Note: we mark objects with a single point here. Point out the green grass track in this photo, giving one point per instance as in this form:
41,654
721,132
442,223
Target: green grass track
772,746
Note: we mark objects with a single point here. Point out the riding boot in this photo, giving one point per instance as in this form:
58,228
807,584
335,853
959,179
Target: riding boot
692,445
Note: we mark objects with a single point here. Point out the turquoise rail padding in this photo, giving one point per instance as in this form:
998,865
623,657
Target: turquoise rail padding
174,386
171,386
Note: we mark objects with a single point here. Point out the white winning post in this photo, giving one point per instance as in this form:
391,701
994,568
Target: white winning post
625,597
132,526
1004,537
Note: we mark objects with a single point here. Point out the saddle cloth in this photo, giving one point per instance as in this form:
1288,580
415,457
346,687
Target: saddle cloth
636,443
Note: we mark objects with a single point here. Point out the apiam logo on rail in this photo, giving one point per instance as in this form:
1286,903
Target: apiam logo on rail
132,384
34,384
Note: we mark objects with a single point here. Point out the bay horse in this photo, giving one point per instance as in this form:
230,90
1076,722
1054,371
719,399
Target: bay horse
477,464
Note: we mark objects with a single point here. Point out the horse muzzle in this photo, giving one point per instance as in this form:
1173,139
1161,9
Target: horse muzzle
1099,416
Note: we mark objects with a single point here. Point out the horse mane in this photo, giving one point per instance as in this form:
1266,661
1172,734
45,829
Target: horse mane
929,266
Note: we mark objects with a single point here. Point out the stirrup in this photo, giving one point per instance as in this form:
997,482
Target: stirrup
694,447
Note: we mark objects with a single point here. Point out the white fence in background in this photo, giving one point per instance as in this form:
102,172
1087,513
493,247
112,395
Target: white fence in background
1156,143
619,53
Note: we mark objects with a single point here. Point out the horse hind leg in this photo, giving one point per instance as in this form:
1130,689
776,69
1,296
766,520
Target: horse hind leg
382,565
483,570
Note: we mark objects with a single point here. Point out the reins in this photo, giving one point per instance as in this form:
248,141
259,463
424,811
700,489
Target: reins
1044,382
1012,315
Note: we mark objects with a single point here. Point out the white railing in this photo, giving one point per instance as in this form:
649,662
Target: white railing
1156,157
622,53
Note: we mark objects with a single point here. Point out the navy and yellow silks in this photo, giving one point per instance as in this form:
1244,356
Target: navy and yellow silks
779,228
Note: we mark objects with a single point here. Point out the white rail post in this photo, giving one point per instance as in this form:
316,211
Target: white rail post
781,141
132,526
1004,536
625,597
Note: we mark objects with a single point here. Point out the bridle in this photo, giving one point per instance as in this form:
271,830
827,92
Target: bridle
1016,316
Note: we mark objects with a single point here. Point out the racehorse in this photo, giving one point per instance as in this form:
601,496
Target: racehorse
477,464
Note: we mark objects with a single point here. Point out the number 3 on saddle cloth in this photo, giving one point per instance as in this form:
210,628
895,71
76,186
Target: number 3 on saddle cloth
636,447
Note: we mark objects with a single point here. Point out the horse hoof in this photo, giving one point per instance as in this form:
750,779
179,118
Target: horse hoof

^^^^^^^^

▸ INSTRUCTION:
Reproduce every line of the data, requests included, starting at the line containing "out the number" and ending at the end of the data. Add 7 to each coordinate of the answer points and leave all other numbers unchanged.

▸ SOLUTION TO THE PROBLEM:
Note: we mark objects with a single point here. Point out the number 3 on saddle cloth in this photo, giving one point per instance as in this form:
210,628
895,71
76,186
Target: number 3 on saddle cloth
643,454
Note: we mark objects with a single point here. Point out the horse hoof in this photo, giving one point per instance as in this form:
750,779
179,118
Target: horse hoof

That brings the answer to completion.